**Excerpt**
Hmmm, this could be a good thread.
Lately - for better or worse - I have had an extreme desire to visit some of the older games I have never experienced before my nostalgia glasses get too heavy and fall right off my face like a VirtualBoy without a stand. Suffice it to say, 2014 left me feeling cold at least, and snowed in a condemned tenement at worst. I've seen what I perceive as astonishingly overrated quite a few times, at this point. So-called "classics" that most of my friends played when they were kids, but don't seem to have really played in recent years or simply forgive them for what they accomplished at the time. When the word "classic" passes your lips, you shouldn't have to follow it with an asterisk saying "at the time."
Allow me to clarify with the following examples.
LEGEND OF DRAGOON:
Perhaps it's my fault for not properly experiencing this game on a tube television at properly Playstation resolution. I don't care. It's 2014. There are genuinely good remasters of games that have helped us preserve what will be lost one day, but god forbid you tell the seething legions of the Peoples' Anti-Remaster Party of Absurdistan. They had to play the game when it was shit and so do you. In this particular case, it manifests as a glaring gameplay issue realized by - believe it or not - the graphics.
"Look at this wimp over here," you might say, "blaming the game for sucking at it." Legend of Dragoon shares a mechanic with Paper Mario, in that your attacks and moves have certain actions required for you to perform and execute increased damage. The player feedback necessary to pull off this maneuver is usually squares that spiral around the screen and require you to press X at the proper time to continue the attack's chain in order to do extra damage. Sometimes there's a counter-attack. Regardless, this visual feedback presents massive ghosting issues on modern video, which makes it extremely difficult to time this properly. I know this is Legend of Dragoon's problem because you can still pick up the original Paper Mario - from the same generation of consoles - and not face this issue with its clean, stylized-but-efficient UI. If I'm going to be able to enjoy Legend of Dragoon, I'm sorry Sony Defense Force, it's time for a remaster.

**What is expected**
In the post about Legend of Dragoon, which game is said to share its mechanic of timed button presses for extra damage?

**Data records**

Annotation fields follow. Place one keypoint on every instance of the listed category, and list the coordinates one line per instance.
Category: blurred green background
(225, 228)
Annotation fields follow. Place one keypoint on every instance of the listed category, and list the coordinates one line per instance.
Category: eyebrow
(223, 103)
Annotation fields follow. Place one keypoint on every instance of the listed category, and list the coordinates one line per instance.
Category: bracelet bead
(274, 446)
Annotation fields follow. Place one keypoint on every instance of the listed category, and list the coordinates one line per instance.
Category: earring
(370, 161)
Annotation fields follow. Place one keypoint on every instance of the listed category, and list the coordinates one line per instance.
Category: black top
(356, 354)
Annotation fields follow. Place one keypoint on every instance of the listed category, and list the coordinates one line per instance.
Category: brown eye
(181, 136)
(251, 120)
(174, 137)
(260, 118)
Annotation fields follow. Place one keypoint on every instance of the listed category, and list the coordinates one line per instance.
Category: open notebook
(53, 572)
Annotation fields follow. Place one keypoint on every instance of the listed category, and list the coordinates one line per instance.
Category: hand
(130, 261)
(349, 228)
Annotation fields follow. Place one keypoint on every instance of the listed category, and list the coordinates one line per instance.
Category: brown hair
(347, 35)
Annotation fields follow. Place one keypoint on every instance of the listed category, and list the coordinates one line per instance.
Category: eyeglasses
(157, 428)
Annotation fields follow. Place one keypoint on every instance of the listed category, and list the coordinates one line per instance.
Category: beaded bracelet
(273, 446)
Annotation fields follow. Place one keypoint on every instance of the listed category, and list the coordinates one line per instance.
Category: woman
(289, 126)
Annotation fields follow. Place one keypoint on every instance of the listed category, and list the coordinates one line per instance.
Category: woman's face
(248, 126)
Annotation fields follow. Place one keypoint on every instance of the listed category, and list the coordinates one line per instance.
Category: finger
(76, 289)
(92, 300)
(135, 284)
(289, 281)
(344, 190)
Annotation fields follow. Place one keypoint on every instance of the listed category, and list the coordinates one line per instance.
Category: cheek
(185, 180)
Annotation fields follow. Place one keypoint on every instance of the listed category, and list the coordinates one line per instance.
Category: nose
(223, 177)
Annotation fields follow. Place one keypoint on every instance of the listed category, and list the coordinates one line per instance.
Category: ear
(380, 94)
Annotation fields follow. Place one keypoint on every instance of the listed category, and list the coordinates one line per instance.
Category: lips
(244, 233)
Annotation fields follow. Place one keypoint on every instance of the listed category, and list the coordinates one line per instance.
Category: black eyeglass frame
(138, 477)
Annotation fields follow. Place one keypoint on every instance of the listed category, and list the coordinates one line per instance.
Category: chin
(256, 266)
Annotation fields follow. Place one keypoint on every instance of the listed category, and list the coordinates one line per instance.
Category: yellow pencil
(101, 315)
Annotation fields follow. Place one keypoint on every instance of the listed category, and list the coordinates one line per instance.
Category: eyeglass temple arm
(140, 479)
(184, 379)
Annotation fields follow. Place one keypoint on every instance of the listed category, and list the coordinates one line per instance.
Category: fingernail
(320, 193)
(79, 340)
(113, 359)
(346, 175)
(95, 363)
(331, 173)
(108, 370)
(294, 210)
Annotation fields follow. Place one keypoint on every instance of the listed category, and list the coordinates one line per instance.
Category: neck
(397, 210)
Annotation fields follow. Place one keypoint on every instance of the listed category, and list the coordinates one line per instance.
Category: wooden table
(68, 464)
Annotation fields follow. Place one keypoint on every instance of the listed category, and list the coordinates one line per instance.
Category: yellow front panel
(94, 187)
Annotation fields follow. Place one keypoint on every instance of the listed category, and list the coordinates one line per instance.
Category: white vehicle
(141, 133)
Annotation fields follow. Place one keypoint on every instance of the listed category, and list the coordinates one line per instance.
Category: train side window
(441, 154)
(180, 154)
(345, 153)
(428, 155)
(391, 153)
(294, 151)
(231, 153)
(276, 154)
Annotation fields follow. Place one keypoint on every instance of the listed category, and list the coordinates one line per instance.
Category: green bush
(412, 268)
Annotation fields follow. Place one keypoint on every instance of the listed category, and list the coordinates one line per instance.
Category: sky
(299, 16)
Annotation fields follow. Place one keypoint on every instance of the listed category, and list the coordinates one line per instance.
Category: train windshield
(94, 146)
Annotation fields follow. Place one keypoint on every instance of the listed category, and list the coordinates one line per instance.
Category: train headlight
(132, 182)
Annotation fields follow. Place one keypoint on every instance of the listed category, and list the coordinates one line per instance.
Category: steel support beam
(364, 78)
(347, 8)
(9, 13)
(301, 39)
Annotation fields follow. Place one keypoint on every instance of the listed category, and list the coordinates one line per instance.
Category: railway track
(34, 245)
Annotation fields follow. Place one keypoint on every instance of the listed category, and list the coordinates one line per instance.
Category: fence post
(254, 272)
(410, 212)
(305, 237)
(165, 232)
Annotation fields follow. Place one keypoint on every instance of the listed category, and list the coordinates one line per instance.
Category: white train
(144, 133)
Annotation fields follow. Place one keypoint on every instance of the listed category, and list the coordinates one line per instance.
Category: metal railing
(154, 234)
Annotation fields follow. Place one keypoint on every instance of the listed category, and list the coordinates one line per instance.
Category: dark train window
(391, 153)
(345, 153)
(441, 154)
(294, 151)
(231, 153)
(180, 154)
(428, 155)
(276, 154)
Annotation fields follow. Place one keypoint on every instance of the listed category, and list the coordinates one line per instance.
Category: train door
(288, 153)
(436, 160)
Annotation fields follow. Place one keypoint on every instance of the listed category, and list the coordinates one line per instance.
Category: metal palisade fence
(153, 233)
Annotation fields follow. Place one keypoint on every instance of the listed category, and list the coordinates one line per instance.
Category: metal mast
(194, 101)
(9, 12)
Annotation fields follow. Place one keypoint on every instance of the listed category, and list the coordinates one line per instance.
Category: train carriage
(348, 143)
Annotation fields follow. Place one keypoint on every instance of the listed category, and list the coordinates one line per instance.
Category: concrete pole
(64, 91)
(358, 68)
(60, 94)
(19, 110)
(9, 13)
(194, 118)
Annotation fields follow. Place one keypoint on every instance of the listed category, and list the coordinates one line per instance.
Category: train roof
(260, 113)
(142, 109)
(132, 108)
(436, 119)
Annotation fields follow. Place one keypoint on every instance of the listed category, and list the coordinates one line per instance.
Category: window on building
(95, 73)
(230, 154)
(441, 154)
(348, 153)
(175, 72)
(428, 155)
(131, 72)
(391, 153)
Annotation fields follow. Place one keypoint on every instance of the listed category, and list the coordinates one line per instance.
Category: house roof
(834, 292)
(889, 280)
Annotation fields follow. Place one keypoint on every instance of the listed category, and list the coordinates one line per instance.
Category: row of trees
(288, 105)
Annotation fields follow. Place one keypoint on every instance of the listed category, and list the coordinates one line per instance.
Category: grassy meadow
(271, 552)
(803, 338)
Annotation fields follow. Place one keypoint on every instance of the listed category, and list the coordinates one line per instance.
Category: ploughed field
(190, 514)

**Answer to this problem**
Paper Mario.